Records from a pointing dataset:
§ §

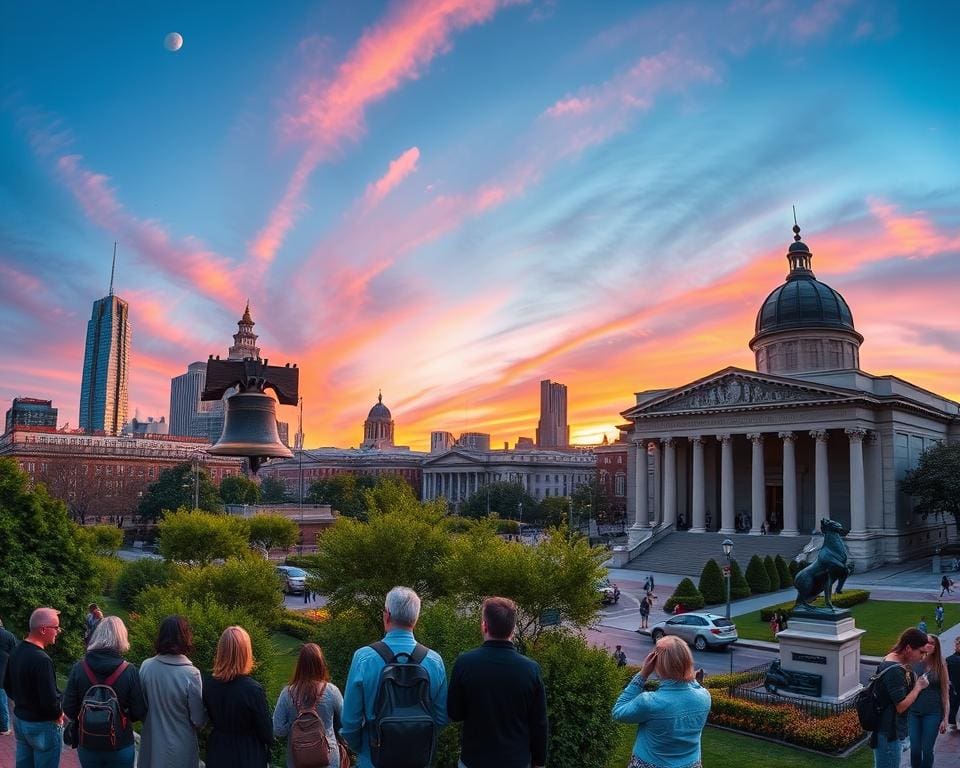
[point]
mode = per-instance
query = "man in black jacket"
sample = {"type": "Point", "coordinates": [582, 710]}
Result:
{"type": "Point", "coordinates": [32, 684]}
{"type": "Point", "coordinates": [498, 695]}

§ §

Goal. Reproduce every line of the entries above word for word, leaving out the pictures.

Right answer.
[point]
mode = per-instance
query = "man in black jacket"
sample = {"type": "Point", "coordinates": [582, 710]}
Result:
{"type": "Point", "coordinates": [32, 684]}
{"type": "Point", "coordinates": [498, 695]}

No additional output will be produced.